*Problem to work on:* Key in the whole listing below again, keeping every word as it is.
—————
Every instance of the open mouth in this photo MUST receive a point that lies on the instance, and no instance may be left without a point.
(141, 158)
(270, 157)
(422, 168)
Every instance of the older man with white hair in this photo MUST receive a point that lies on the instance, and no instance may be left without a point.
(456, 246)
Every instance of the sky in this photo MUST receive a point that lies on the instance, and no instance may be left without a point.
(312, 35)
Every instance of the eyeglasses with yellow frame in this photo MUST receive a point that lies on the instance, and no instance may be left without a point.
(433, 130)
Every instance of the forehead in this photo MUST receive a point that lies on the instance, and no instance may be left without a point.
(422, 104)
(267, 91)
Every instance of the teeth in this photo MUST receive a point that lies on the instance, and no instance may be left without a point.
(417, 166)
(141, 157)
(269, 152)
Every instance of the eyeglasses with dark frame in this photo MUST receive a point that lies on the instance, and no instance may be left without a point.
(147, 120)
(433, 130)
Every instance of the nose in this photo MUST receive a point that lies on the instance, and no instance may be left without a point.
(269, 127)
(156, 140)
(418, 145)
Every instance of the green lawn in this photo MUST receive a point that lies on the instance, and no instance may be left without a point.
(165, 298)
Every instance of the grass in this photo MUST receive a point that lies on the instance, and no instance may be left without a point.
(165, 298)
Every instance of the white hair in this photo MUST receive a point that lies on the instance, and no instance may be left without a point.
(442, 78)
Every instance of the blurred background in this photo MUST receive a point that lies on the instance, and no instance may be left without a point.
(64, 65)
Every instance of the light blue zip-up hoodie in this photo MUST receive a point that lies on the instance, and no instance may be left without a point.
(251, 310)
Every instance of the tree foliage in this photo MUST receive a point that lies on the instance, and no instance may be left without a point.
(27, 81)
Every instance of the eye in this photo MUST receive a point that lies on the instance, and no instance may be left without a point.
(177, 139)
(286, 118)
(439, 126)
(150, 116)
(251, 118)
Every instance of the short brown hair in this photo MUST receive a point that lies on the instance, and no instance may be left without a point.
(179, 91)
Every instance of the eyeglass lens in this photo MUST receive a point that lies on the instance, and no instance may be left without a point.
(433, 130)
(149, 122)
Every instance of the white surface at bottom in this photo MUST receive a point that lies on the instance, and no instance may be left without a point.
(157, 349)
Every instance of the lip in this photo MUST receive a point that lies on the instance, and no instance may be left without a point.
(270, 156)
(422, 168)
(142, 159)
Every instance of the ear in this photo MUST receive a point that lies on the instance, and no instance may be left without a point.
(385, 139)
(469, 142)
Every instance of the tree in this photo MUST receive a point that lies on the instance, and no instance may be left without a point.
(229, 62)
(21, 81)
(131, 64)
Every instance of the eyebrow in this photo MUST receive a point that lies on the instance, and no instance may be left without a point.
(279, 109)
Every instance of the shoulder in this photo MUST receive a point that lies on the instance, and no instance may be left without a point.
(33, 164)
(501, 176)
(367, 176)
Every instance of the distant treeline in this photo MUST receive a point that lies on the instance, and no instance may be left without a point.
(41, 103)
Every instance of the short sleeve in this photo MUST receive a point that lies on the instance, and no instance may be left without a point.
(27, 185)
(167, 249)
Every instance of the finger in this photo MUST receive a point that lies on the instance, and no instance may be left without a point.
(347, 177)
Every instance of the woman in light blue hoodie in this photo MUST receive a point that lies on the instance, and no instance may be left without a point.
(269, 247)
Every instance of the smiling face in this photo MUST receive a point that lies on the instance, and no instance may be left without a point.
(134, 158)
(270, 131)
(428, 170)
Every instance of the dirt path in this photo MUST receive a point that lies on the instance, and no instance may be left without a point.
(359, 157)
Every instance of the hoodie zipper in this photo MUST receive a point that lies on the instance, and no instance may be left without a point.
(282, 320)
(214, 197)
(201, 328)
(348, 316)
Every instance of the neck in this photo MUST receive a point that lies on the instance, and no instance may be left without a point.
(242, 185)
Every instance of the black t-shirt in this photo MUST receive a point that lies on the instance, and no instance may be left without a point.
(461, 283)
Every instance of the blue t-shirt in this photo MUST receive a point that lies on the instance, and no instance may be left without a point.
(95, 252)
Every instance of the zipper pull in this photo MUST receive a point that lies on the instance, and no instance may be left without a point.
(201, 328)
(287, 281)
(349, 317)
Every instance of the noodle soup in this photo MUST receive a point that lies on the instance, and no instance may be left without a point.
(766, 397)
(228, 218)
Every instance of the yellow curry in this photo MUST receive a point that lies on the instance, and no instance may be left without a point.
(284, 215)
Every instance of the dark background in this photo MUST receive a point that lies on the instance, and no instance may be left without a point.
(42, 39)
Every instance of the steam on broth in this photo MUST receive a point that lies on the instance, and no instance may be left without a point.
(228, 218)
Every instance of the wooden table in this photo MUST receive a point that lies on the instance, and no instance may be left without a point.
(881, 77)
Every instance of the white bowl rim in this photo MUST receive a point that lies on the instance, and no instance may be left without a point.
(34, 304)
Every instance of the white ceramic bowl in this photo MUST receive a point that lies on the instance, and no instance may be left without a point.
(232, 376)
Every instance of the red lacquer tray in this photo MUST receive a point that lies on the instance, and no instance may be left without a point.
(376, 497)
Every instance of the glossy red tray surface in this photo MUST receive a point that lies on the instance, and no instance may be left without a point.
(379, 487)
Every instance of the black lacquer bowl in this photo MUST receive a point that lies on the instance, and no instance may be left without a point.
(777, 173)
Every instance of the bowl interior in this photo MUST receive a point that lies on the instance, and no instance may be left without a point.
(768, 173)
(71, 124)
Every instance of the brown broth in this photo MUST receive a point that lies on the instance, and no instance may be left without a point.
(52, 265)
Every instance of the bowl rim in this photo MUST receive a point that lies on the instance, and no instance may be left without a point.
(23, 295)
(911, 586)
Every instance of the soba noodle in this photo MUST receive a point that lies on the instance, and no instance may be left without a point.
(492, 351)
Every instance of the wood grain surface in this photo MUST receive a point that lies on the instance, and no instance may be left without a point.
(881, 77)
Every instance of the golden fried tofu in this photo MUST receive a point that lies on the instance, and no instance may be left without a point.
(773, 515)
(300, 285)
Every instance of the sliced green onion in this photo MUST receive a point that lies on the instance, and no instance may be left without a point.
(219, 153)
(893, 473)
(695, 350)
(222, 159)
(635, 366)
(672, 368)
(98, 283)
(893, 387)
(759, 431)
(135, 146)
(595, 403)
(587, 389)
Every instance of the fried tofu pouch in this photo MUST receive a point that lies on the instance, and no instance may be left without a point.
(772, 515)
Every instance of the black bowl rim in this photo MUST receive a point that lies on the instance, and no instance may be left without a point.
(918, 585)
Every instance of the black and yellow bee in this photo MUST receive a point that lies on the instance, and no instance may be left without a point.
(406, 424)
—————
*Task answer:*
Every instance of the open mouth in this photo MUST receive a point that lies on the instance, and no instance may be left without a point.
(141, 158)
(270, 157)
(422, 168)
Every instance of the older man with white hair in this photo MUST receive a point that lies on the instance, and no instance may be left without a point.
(456, 246)
Every instance of the sky in this photo MUST receive a point that lies on the instance, and no instance may be left without a point.
(312, 35)
Every instance of the eyeglasses with yellow frame in this photo MUST receive a point that lies on the instance, and no instance may be left without a point.
(433, 130)
Every instance of the forehead in this photo MUST receive a point that lies on the instance, and no instance may be left without a point.
(422, 104)
(267, 91)
Every instance of the teeth in this photo MUST receive a point that lies on the instance, and no instance may be left without a point.
(417, 166)
(141, 157)
(269, 152)
Every instance of the eyeglasses with dark frame in this photo MUST receive a point that lies on the instance, and no instance may be left without a point.
(147, 120)
(433, 130)
Every instance of the nose in this photo MUST receive a point that lies on the instance, and no instance may be left without a point.
(269, 127)
(156, 140)
(418, 145)
Every instance of the green lawn in this photo MUST receive a point that lies on the instance, and no instance may be left without a point.
(165, 298)
Every instance of the grass in this photo MUST receive a point that lies on the instance, and no instance may be left without a point.
(165, 298)
Every instance of the white hair in this photo MUST receive a point that lies on the instance, and no instance may be left without a point.
(442, 78)
Every instance of the blurred background in this photo MUST receive a point that lies on the instance, and no instance may be left without a point.
(64, 65)
Every instance of the light blue zip-up hoodie in this photo MUST receive a point that lies on the instance, and no instance may be left without a point.
(251, 310)
Every instance of the tree foliage in this photo MUST receive a point that lies on the instance, and no instance may be left without a point.
(27, 81)
Every instance of the eye in this photo MUST receive a point that lies on the instance, and no instance may be left without a point.
(177, 139)
(286, 118)
(439, 126)
(150, 116)
(251, 118)
Every instance of the short brown hair in this photo MUST receive a point that lies on the instance, and no instance may be left without a point.
(179, 91)
Every instance of the eyeglass lens in this photo MUST receive a point that lies on the instance, and no instance may be left without a point.
(433, 130)
(149, 122)
Every instance of the white surface at bottom in this photo MUST receive a point that lies on the instance, and no instance may be left without a point.
(157, 349)
Every instance of the lip in this photo MUST receive a point that lies on the instance, and no instance may be left without a point.
(270, 156)
(422, 168)
(142, 159)
Every instance of the ear in this photo MUST receive a point that lies on the instance, and no instance may be left without a point.
(385, 139)
(469, 142)
Every instance of the tree in this photo MUST receive a point that lies on the instance, and no instance may be left without a point.
(229, 62)
(21, 81)
(131, 64)
Every instance of the eyebrow in this photo MUST receive a point that lies on the instance, and no instance may be left without a point.
(279, 109)
Every instance of the shoulder in this photo MUST receive a point that lies on the instance, and no instance may be left without a point.
(33, 164)
(501, 176)
(367, 176)
Every instance of the distant treeline in this photo MUST receive a point that lies on the instance, and no instance may be left without a point.
(41, 103)
Every instance of the short sleeve in this photo MUST receive a point that lies on the instance, and no instance may be left without a point.
(27, 185)
(167, 249)
Every instance of the finger in this photo MUST receive a point that lies on the instance, and no instance may be left without a point.
(347, 177)
Every instance of the woman in light blue hoodie in this photo MUST receive a point that lies on the instance, and no instance may be left without a point.
(269, 247)
Every instance of the smiling face in this photo MUST receive a point that lies on the instance, and no instance may be left without a point.
(134, 158)
(270, 131)
(428, 170)
Every instance of the dirt path in this photo MUST receive a point that lies on the instance, and no instance may be left without a point.
(359, 157)
Every instance of the hoodie zipper in this photo MUST receive a point that lies on the instance, and no instance may be left without a point.
(282, 320)
(214, 197)
(201, 328)
(348, 316)
Every instance of the neck in this photo MUST receive a point that lies on the instance, and no instance may be left without a point.
(242, 185)
Every instance of the black t-shirt in this photo MUST receive a point that lies on the instance, and no instance may be left without a point.
(461, 283)
Every instance of the blue t-shirt in this photo MUST receive a point that lies on the instance, and no instance may be left without a point.
(95, 252)
Every instance of the zipper pull in this photo MUST receive a point that lies on the instance, and no instance may be left without a point.
(201, 328)
(287, 281)
(349, 317)
Every instance of the noodle soup in this photo MUST receive a point that lies on the instance, and no instance may be left without a point.
(766, 397)
(228, 218)
Every instance of the yellow curry in this photo MUST receive a point that lies on the instance, and no instance may be left without a point.
(284, 215)
Every instance of the dark background in this photo MUST receive a point that lies on the instance, and no instance may be left without a point.
(42, 39)
Every instance of the steam on broth in this photo MUST receive a point that lies on the instance, and no instance may be left without a point.
(228, 218)
Every instance of the wooden table in this photo MUST receive a point that lies on the instance, and no instance may be left without a point.
(881, 77)
Every instance of the white bowl rim in this photo MUST receive a point that lies on the instance, and no instance may be left without a point.
(34, 304)
Every instance of the white ceramic bowl in this photo MUST receive a point that lies on the instance, and no instance may be left without a point.
(232, 376)
Every instance of the red lacquer tray in this photo MUST receive a point that lies on the instance, and no instance may be left without a point.
(376, 497)
Every instance of the glossy red tray surface in this photo MUST receive a point that lies on the instance, and no instance may be left without a point.
(379, 487)
Every instance of the black lacquer bowl in this photo MUST receive a point that lies on the instance, and no instance may be left without a point.
(777, 173)
Every instance of the bowl interior in this photo MUST receive a point that lies on the instance, and no instance may be left without a point.
(768, 173)
(71, 124)
Every instance of the brown broth in this photo MUST receive a point that lies on the instance, and no instance may be left without a point.
(52, 265)
Every instance of the bowl rim in this photo MUST receive a point that lies on the instance, and no instance may be left without a point.
(23, 295)
(911, 586)
Every instance of the soba noodle in this photo MUST receive a point that lies on the instance, and no instance may be left without a point.
(492, 351)
Every instance of the wood grain surface in this photo MUST receive a point that lies on the instance, and no instance may be left without a point.
(881, 77)
Every instance of the golden fried tofu in this photo MUST receive a point that lies on the instance, and no instance may be left without a point.
(773, 515)
(300, 285)
Every instance of the sliced green onion in this photo MUST receive a point that lies on the instance, and no instance may be left without a point.
(219, 153)
(893, 473)
(695, 350)
(222, 159)
(635, 366)
(672, 368)
(98, 283)
(893, 387)
(759, 431)
(135, 146)
(595, 403)
(587, 389)
Every instance of the fried tofu pouch in this photo MUST receive a point that lies on the instance, and no instance may be left without a point.
(772, 515)
Every instance of the black bowl rim in this photo MUST receive a point that lies on the instance, and no instance may be left without a point.
(918, 585)
Every instance of the black and yellow bee in this photo MUST receive a point that lies on the instance, and no instance may be left without a point.
(406, 424)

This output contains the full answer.